(WHAT IS REQUIRED): Copy out the items below without any changes, from the very first line down to the line that contains "[(262, 116)]", including that line.

--- begin PROVIDED INFORMATION ---

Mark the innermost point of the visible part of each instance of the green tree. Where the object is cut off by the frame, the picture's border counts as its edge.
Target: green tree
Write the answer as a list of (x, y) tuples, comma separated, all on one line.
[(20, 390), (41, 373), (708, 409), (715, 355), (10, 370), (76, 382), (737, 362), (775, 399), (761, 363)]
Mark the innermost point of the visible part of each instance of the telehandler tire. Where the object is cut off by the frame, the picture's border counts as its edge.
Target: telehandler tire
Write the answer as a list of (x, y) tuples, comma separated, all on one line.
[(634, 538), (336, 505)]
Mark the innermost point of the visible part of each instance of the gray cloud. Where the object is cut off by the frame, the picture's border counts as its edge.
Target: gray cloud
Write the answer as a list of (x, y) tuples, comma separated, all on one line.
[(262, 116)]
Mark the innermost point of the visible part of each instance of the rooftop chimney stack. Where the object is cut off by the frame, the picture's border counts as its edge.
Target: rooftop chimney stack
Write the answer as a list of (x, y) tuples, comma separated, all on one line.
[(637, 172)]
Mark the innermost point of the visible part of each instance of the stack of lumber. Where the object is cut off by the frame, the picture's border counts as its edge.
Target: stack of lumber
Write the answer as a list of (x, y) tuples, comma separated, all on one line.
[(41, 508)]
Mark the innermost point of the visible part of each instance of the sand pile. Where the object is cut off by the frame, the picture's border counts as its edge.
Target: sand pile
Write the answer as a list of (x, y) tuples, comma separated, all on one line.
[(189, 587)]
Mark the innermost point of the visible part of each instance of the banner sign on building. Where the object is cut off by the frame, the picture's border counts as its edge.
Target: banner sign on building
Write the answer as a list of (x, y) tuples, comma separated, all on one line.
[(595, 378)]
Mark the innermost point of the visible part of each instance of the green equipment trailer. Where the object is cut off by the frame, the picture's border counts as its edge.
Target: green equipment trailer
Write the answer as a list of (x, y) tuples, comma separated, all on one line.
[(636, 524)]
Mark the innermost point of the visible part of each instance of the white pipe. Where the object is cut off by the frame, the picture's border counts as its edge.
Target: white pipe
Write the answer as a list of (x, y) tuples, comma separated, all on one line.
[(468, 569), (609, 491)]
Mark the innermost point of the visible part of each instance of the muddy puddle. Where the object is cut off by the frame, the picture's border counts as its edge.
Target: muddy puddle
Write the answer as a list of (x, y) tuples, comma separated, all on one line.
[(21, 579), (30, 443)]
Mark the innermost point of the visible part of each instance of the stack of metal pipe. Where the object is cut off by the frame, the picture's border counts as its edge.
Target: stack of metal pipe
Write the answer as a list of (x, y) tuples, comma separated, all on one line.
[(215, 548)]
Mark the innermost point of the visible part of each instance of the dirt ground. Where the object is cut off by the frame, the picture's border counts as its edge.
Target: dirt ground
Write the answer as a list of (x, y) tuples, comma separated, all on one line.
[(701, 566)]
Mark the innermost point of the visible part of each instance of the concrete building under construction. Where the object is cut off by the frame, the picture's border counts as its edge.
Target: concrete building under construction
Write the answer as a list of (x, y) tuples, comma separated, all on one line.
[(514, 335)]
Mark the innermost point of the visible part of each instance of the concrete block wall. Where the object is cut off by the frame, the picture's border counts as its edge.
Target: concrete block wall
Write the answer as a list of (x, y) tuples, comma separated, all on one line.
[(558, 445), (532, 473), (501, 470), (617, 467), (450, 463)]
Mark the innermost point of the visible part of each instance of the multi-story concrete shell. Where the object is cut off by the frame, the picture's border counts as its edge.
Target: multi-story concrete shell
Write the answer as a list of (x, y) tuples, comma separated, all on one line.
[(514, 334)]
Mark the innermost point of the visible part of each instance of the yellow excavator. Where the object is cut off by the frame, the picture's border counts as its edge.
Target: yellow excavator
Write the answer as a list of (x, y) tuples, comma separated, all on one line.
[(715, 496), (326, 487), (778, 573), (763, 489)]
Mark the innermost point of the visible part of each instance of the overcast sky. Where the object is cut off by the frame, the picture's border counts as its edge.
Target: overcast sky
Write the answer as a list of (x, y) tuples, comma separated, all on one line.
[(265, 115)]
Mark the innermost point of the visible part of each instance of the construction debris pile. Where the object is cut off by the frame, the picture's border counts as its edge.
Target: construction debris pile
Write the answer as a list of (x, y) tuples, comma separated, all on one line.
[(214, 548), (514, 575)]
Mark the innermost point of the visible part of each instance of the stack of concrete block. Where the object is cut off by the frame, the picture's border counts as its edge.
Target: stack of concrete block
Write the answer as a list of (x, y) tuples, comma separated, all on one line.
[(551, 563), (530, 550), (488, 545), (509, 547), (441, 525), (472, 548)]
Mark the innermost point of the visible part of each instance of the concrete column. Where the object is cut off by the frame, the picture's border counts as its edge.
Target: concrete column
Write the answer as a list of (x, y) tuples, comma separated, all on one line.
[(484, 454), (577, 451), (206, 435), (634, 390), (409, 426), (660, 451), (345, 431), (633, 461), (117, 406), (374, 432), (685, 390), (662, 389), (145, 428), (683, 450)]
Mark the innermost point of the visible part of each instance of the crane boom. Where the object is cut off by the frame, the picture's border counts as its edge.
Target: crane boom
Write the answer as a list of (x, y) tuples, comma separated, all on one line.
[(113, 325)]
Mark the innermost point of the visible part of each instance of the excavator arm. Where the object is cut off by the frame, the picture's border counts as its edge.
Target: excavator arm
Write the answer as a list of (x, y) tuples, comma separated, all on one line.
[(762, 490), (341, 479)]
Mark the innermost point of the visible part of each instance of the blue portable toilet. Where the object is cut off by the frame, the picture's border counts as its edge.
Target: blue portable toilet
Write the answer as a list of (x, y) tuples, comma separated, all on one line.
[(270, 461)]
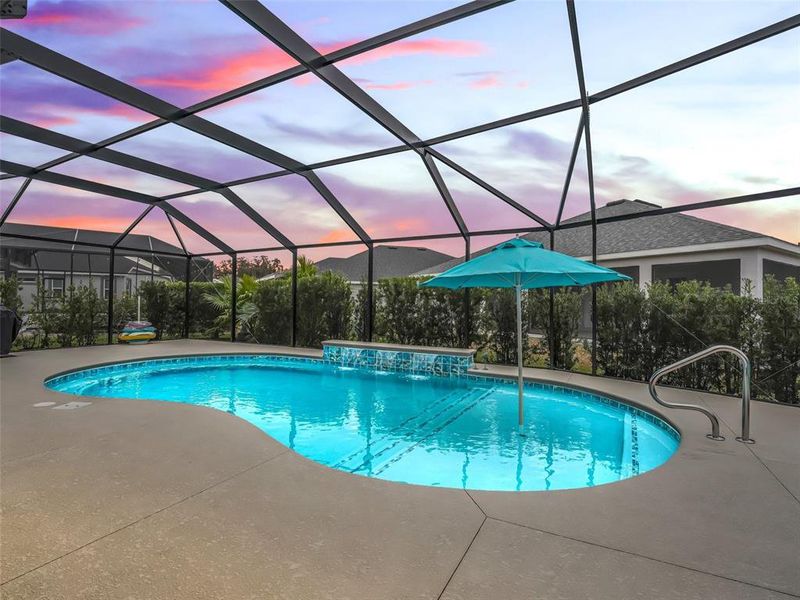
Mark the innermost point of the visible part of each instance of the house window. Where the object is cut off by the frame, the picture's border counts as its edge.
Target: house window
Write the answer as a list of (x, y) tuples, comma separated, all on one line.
[(780, 270), (719, 273), (55, 285)]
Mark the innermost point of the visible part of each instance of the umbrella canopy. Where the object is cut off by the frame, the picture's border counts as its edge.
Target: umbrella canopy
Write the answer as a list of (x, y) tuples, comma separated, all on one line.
[(521, 264), (524, 263)]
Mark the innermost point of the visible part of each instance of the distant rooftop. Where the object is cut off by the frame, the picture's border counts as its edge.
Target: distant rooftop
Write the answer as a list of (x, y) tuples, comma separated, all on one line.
[(390, 261), (135, 241), (633, 235)]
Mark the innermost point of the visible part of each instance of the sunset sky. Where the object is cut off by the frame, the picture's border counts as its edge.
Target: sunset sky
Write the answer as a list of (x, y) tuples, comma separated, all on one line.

--- end PROVIDED INFORMATION ---

(OUTPUT FOR THIS EXERCISE):
Mark the innermost point of the visible part of each instance of the green tree. Where the object is cut off by the frame, the picture's border counts as its edge.
Target: green tree
Write the answer as a list of (x, y) tuples, comma separated, all on one line.
[(20, 390), (41, 373), (708, 409), (715, 355), (10, 370), (76, 382), (737, 362), (775, 399), (761, 363)]
Mark the innermost point of the visible part of each instance of the telehandler tire. Where the object is cut off by the frame, the picture's border counts as its edge.
Target: telehandler tire
Write the answer as a list of (x, y) tuples, comma separated, all on one line.
[(634, 538), (336, 505)]
Mark the innermost point of the visible part of each instance of the gray cloud. Where the object is cut off by the frame, the picture's border counts as its edge.
Target: gray cloud
Write the answer as a list of (x, y) tuples, comma separated, all on one line.
[(262, 116)]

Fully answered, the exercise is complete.